Required work:
The full set of lines below has to be written out again exactly.

■ ■ ■ ■ ■ ■ ■

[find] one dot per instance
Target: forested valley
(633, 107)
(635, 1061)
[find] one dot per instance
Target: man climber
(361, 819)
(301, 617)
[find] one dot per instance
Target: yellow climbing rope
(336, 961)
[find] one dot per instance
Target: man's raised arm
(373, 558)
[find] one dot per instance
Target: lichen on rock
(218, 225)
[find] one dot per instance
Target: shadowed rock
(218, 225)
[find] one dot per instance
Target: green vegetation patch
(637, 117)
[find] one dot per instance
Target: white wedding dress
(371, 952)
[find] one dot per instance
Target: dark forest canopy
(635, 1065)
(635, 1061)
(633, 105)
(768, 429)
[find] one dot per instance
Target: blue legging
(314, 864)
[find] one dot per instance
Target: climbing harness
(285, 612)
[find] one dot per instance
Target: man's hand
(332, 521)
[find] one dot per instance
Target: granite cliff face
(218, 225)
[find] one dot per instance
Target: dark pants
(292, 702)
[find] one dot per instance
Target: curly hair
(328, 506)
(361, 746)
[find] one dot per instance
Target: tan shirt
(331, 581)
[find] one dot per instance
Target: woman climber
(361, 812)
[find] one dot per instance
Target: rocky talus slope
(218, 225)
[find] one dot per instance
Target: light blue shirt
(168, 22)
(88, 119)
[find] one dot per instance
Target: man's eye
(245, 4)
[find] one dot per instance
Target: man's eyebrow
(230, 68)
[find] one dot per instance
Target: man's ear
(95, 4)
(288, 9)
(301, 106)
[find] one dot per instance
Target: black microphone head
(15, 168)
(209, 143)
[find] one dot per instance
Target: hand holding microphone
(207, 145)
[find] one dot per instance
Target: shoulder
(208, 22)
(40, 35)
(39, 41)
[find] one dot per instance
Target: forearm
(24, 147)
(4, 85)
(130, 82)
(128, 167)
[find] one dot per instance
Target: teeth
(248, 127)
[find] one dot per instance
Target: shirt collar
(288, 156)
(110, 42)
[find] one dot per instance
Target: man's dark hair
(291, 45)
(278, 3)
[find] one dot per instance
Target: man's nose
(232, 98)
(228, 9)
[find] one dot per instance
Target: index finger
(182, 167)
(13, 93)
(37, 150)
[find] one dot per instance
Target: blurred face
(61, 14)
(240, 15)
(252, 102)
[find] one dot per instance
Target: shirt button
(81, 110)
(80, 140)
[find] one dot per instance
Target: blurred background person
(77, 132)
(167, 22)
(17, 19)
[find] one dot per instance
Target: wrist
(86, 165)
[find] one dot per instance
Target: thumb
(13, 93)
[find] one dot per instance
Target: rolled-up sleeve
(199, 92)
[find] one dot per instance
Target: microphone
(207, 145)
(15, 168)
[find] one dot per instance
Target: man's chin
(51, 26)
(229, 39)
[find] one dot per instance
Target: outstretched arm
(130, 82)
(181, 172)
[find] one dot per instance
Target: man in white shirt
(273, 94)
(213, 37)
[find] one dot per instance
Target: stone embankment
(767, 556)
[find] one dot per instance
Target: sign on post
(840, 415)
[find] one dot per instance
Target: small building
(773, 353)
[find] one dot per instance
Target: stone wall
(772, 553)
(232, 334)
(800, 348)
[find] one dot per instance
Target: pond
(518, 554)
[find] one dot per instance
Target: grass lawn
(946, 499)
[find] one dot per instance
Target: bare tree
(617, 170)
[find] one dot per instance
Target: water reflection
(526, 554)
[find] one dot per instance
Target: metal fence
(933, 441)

■ ■ ■ ■ ■ ■ ■

Response to the exercise:
[find] one dot per instance
Target: forested valley
(633, 107)
(635, 1061)
[find] one dot per instance
Target: man climber
(361, 819)
(301, 617)
[find] one dot per instance
Target: yellow climbing rope
(336, 961)
[find] one dot per instance
Target: man's raised arm
(373, 558)
[find] one dot per instance
Target: lichen on rock
(218, 225)
[find] one dot per instance
Target: shadowed rock
(218, 225)
[find] one dot per instance
Target: green vegetation patch
(637, 117)
[find] one dot per instance
Target: white wedding dress
(371, 952)
[find] one dot per instance
Target: dark forest canopy
(635, 1065)
(635, 1061)
(633, 105)
(768, 429)
[find] one dot per instance
Target: blue legging
(314, 864)
[find] one dot per instance
Target: climbing harness
(285, 612)
[find] one dot per instance
Target: man's hand
(332, 521)
[find] one dot per instance
Target: granite cliff face
(218, 225)
[find] one dot per instance
Target: dark pants
(292, 702)
[find] one dot per instance
Target: curly hair
(328, 506)
(361, 746)
[find] one dot per instance
Target: tan shirt
(331, 581)
[find] one dot per instance
Target: woman climber
(361, 812)
[find] one dot per instance
Target: rocky talus slope
(218, 225)
[find] one dot per instance
Target: light blue shirt
(168, 22)
(88, 119)
[find] one dot per instance
Target: man's eye
(245, 4)
[find] one dot per instance
Target: man's eyebrow
(230, 68)
[find] one dot per instance
Target: man's ear
(95, 4)
(288, 9)
(301, 106)
[find] one dot per instance
Target: black microphone head
(15, 168)
(209, 143)
[find] one dot per instance
Target: hand holding microphone
(207, 145)
[find] one dot per instance
Target: shoulder
(208, 22)
(40, 35)
(39, 41)
[find] one dot per instance
Target: forearm
(24, 147)
(4, 85)
(130, 82)
(128, 167)
[find] one dot per instance
Target: teeth
(248, 127)
[find] one dot per instance
Target: shirt collar
(288, 156)
(110, 42)
[find] one dot per instance
Target: man's dark hair
(291, 45)
(278, 3)
[find] one dot per instance
Target: man's nose
(232, 98)
(228, 9)
[find] one dot per instance
Target: index finger
(182, 167)
(13, 93)
(37, 150)
[find] one dot per instance
Target: blurred face
(61, 14)
(240, 15)
(252, 102)
[find] one dot per instance
Target: shirt button
(81, 110)
(80, 140)
[find] one dot per instance
Target: blurred background person
(77, 132)
(167, 22)
(17, 19)
[find] one dot per instance
Target: wrist
(86, 165)
[find] one dot per instance
Target: thumb
(13, 93)
[find] one dot per instance
Target: rolled-up sleeve
(199, 92)
[find] one dot per instance
Target: microphone
(207, 145)
(15, 168)
[find] one dot per instance
Target: man's chin
(51, 26)
(229, 39)
[find] one dot per instance
Target: outstretched arm
(130, 82)
(181, 172)
[find] one dot per instance
Target: man in white shirt
(273, 94)
(213, 37)
[find] one dot per instance
Target: stone embankment
(767, 556)
[find] one dot per instance
Target: sign on post
(840, 415)
[find] one dot per instance
Target: small building
(773, 353)
[find] one dot per instance
Target: stone wall
(772, 553)
(232, 334)
(800, 348)
[find] one dot per instance
Target: pond
(518, 554)
[find] one dot per instance
Target: grass lawn
(946, 499)
[find] one dot per instance
Target: bare tree
(617, 170)
[find] one dot per instance
Target: water reflection
(526, 554)
[find] one dot per instance
Target: metal fence
(933, 441)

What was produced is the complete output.